• [DOCUMENT EXCERPT]:
SYCL has facilities to actually do explicit copy
within the command group. The copy
function you can find in the SYCL under the SYCL functions for explicit memory operations section.
However, if you are running your parallel_for right after you copied onto device, you wouldn’t gain much from using this. I would suggest to try both ways : control (device) buffer as in my example or using sycl::handler::copy
.
Here is a copy
example I took directly from the SYCL specification for your convenience when browsing this forum topic.

Entries from a point-annotation set:

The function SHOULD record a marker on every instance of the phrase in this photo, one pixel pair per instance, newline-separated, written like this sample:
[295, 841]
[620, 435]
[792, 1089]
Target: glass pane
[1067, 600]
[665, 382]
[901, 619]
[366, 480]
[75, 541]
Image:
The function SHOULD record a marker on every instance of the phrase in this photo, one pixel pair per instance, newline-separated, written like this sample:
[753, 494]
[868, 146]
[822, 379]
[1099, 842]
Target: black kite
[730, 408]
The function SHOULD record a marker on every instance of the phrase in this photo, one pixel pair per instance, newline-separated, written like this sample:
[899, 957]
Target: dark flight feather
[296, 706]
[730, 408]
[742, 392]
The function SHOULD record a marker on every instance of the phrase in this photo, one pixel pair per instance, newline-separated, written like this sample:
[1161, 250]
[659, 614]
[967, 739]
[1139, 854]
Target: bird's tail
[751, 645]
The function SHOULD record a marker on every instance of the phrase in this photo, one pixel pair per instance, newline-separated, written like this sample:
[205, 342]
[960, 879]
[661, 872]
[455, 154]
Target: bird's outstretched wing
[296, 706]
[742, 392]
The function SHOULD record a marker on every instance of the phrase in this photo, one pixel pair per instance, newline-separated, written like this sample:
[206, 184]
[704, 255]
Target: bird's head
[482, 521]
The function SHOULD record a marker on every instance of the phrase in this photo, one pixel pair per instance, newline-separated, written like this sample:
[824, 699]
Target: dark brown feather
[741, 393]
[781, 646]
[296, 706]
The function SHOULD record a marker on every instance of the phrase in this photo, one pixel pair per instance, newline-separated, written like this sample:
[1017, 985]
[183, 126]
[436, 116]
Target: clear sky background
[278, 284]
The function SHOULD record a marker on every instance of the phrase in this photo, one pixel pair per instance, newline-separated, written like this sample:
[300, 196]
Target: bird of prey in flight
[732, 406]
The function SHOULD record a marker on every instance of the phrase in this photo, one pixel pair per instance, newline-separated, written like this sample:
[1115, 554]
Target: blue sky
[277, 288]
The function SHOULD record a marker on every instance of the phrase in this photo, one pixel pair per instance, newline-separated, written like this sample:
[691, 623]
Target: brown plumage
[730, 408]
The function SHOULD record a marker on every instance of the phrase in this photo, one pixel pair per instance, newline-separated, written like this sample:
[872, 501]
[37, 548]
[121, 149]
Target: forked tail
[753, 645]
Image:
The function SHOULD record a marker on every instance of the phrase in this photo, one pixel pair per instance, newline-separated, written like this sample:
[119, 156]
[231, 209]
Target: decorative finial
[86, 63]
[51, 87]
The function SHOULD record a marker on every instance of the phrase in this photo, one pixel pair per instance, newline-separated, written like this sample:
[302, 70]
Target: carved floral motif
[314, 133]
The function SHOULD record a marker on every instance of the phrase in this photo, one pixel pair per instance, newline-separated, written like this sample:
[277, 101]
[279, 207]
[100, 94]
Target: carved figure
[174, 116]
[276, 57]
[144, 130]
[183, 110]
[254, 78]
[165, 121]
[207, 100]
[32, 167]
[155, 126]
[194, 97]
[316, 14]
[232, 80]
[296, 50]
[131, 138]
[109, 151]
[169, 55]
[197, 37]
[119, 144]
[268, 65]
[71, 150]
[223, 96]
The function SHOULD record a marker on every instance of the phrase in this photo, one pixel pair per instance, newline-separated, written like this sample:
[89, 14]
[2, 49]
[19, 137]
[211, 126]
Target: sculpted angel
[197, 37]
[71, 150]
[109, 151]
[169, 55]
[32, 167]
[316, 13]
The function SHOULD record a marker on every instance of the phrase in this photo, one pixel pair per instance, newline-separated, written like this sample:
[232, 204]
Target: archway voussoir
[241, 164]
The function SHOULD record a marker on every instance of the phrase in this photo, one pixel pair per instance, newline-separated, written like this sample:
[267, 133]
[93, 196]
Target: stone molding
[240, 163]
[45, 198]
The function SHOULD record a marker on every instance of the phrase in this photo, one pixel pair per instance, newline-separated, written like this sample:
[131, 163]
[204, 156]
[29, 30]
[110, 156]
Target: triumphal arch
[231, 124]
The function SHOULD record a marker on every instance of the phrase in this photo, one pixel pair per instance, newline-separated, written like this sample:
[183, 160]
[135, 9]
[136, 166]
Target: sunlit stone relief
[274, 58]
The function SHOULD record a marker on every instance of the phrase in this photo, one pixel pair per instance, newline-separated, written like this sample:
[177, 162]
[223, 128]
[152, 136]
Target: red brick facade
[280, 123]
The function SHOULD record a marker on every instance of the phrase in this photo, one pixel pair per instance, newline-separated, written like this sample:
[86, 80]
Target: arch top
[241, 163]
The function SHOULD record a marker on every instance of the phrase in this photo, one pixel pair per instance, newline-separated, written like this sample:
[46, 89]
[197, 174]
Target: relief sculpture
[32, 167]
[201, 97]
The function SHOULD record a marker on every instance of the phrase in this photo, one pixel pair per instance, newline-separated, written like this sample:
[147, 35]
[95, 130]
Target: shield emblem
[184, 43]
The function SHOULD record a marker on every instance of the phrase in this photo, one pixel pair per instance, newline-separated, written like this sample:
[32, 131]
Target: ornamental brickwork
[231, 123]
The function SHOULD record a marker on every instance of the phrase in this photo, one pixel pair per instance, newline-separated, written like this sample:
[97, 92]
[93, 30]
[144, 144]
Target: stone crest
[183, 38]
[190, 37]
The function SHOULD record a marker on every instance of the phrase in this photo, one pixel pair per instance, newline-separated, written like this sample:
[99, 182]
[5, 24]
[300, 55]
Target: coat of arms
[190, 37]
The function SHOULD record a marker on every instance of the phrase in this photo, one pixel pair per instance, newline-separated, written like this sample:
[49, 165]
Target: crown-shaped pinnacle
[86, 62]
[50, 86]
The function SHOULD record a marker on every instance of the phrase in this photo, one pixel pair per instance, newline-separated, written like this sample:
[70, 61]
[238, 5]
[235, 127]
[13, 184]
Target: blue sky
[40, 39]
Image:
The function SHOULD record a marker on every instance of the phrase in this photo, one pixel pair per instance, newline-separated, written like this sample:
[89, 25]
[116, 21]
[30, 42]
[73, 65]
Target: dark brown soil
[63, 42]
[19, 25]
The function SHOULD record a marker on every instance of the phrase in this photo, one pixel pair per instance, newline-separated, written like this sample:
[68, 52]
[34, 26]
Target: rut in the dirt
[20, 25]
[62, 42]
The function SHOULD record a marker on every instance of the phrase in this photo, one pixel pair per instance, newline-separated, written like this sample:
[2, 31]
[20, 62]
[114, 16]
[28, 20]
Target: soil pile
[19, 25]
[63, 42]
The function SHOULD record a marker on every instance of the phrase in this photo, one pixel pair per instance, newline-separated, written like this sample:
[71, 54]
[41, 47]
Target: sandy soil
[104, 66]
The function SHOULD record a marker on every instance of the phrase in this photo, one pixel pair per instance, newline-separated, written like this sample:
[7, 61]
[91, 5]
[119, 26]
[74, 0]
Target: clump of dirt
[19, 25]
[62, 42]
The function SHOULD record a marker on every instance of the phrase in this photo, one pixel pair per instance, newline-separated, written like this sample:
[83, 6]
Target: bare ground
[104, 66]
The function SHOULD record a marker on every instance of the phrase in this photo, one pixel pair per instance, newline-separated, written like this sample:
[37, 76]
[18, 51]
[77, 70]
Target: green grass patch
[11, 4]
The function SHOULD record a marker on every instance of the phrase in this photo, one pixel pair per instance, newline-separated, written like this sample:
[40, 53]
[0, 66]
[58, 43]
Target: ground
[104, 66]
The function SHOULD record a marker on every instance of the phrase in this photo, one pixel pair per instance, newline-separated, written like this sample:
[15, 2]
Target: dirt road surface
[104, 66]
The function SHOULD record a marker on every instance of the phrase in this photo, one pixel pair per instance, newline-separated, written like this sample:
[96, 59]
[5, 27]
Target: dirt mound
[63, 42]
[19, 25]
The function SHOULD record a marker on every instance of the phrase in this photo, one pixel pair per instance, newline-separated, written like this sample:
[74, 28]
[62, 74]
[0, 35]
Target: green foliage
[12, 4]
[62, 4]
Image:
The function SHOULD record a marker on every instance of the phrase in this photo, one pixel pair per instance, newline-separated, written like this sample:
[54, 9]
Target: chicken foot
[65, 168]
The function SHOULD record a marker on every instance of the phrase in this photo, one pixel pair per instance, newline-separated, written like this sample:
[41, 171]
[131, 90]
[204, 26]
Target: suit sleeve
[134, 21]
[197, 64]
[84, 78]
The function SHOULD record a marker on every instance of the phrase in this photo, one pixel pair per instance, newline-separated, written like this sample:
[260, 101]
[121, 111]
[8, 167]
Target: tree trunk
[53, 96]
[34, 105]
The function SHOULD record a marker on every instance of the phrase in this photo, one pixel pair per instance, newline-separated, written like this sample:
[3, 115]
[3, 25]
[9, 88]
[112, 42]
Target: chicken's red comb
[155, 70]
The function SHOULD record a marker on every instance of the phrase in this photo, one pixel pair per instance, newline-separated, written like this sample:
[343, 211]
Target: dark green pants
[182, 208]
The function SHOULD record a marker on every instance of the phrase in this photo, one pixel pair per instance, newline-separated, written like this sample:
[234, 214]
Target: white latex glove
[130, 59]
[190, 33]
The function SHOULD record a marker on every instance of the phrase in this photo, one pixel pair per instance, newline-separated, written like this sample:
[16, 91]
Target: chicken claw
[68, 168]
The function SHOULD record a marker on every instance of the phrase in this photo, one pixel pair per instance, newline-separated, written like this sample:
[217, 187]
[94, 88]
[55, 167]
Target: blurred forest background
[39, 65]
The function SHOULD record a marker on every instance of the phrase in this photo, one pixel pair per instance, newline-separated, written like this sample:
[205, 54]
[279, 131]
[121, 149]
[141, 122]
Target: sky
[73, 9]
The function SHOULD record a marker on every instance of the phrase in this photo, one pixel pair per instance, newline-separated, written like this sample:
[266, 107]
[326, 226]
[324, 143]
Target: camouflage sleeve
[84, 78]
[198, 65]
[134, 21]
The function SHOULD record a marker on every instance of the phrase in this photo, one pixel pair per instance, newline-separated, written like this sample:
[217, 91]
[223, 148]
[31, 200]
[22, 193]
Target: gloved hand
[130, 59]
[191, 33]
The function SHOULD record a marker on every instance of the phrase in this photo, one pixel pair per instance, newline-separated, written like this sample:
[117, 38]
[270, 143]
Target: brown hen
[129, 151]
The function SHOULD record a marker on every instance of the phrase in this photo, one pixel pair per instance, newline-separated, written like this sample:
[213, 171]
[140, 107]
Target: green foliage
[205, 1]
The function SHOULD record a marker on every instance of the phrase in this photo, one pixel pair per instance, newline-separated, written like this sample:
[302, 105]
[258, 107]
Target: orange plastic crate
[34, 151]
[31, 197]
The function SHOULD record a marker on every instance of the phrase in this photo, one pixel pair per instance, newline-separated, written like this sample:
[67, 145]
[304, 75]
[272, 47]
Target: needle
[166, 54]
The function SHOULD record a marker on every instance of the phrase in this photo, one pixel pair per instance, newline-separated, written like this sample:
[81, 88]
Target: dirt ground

• [TASK REQUIREMENTS]:
A – Can you retype the part of the SYCL forum excerpt between "However, if you" and "this forum topic.", inclusive?
B – Can you continue the SYCL forum excerpt from its last sentence onward?

• [REPLIES]:
A –
However, if you are running your parallel_for right after you copied onto device, you wouldn’t gain much from using this. I would suggest to try both ways : control (device) buffer as in my example or using sycl::handler::copy
.
Here is a copy
example I took directly from the SYCL specification for your convenience when browsing this forum topic.

B –
const size_t nElems = 10u;
// Create a vector and fill it with values 0, 1, 2, 3, 4, 5, 6, 7, 8, 9
std::vector<int> v(nElems);
std::iota(std::begin(v), std::end(v), 0);
// Create a buffer with no associated user storage
buffer<int, 1> b{range<1>(nElems)};
// Create a queue
queue myQueue;
myQueue.submit([&](handler &cgh) {
// Retrieve a ranged write accessor to a global buffer with access to the first half of the buffer
accessor<int, 1, access::mode::write, access::target::global_buffer> acc(b,
range<1>(nElems / 2), id<1>(0));
// Copy the first five elements of the vector into the buffer associated with the accessor
cgh.copy(v.data(), acc);
});
Hope this helps!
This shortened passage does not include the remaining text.